**Aim of the exercise:** Reproduce the following entries verbatim, each one complete.

**Stored data:**
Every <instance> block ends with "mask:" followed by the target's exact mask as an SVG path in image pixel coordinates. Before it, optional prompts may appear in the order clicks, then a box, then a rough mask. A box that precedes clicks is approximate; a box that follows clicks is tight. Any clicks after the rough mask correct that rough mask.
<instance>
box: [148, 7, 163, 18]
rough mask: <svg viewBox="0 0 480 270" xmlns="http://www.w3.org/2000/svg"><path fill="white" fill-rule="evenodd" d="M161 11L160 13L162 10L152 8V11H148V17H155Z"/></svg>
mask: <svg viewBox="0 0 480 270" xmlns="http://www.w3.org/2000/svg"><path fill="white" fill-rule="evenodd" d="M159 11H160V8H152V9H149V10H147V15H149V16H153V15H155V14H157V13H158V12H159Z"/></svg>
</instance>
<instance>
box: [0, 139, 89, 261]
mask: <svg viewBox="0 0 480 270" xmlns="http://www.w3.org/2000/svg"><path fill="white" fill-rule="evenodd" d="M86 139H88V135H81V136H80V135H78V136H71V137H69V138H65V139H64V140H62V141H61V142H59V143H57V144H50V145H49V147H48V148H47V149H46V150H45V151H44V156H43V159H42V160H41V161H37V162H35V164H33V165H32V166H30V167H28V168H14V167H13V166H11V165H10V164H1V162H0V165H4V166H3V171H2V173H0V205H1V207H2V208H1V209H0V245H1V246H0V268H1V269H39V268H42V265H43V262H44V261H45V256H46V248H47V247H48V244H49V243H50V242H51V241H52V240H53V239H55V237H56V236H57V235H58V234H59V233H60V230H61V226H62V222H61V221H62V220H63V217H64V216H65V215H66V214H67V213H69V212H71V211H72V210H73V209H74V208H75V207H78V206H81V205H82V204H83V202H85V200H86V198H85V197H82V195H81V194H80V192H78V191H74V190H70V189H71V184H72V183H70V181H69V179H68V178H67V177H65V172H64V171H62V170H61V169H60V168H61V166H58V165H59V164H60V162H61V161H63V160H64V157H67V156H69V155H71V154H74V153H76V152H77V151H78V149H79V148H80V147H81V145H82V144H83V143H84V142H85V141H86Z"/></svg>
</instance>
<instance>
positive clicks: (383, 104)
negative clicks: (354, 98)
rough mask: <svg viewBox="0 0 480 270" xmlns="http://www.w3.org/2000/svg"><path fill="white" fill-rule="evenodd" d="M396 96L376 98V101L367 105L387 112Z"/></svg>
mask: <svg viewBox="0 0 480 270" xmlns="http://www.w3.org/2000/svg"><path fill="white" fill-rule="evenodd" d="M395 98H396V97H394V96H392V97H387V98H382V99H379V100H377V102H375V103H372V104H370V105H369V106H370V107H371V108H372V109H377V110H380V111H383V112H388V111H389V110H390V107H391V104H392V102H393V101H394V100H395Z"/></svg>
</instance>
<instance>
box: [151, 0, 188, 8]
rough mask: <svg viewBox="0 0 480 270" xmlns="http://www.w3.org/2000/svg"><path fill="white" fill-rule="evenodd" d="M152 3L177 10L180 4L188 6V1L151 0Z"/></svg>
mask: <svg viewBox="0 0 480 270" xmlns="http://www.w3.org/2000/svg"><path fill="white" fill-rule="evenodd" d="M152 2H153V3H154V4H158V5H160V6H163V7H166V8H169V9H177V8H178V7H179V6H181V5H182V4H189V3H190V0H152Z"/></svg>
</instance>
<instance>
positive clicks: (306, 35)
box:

**Response to this exercise:**
Every <instance> block ends with "mask:" followed by the target's exact mask as an SVG path in image pixel coordinates. Before it, optional prompts may appear in the order clicks, then a box, then a rough mask. A box that precedes clicks is approximate; a box that follows clicks is tight. Any clicks after the rough mask correct that rough mask.
<instance>
box: [148, 7, 163, 18]
rough mask: <svg viewBox="0 0 480 270" xmlns="http://www.w3.org/2000/svg"><path fill="white" fill-rule="evenodd" d="M161 11L160 13L162 10L152 8V11H148V17H155Z"/></svg>
mask: <svg viewBox="0 0 480 270" xmlns="http://www.w3.org/2000/svg"><path fill="white" fill-rule="evenodd" d="M159 11H160V8H152V9H149V10H147V15H149V16H153V15H155V14H157V13H158V12H159Z"/></svg>
</instance>
<instance>
box: [0, 139, 89, 261]
mask: <svg viewBox="0 0 480 270" xmlns="http://www.w3.org/2000/svg"><path fill="white" fill-rule="evenodd" d="M86 139H88V135H81V136H80V135H78V136H71V137H69V138H65V139H64V140H62V141H61V142H59V143H57V144H50V145H49V147H48V148H47V149H46V150H45V151H44V156H43V159H42V160H41V161H37V162H35V164H33V165H32V166H30V167H28V168H14V167H13V166H11V165H10V164H1V162H0V165H4V166H3V171H2V173H0V205H1V207H2V208H1V209H0V245H1V246H0V268H1V269H39V268H42V265H43V262H44V261H45V256H46V248H47V247H48V244H49V243H50V242H51V241H52V240H53V239H55V237H56V236H57V235H58V234H59V233H60V230H61V226H62V222H61V221H62V220H63V217H64V216H65V215H66V214H67V213H69V212H71V211H72V210H73V209H74V208H75V207H78V206H81V205H82V204H83V202H85V200H86V198H85V197H82V195H81V194H80V192H78V191H74V190H70V189H71V184H72V183H70V181H69V179H68V178H67V177H65V172H64V171H62V170H61V169H60V168H61V166H58V165H59V164H60V162H61V161H63V160H64V157H67V156H69V155H71V154H74V153H76V152H77V151H78V149H79V148H80V147H81V145H82V144H83V143H84V142H85V141H86Z"/></svg>
</instance>
<instance>
positive clicks: (383, 104)
negative clicks: (354, 98)
rough mask: <svg viewBox="0 0 480 270" xmlns="http://www.w3.org/2000/svg"><path fill="white" fill-rule="evenodd" d="M396 96L376 98V101L367 105L387 112Z"/></svg>
mask: <svg viewBox="0 0 480 270" xmlns="http://www.w3.org/2000/svg"><path fill="white" fill-rule="evenodd" d="M395 98H396V97H394V96H392V97H387V98H382V99H379V100H377V102H375V103H372V104H370V105H369V106H370V107H371V108H372V109H377V110H380V111H383V112H388V111H389V110H390V107H391V104H392V102H393V101H394V100H395Z"/></svg>
</instance>
<instance>
box: [151, 0, 188, 8]
rough mask: <svg viewBox="0 0 480 270" xmlns="http://www.w3.org/2000/svg"><path fill="white" fill-rule="evenodd" d="M152 3L177 10L180 4L188 6V1L151 0Z"/></svg>
mask: <svg viewBox="0 0 480 270" xmlns="http://www.w3.org/2000/svg"><path fill="white" fill-rule="evenodd" d="M152 2H153V3H154V4H158V5H160V6H163V7H166V8H169V9H177V8H178V7H179V6H181V5H182V4H189V3H190V0H152Z"/></svg>
</instance>
<instance>
positive clicks: (306, 35)
box:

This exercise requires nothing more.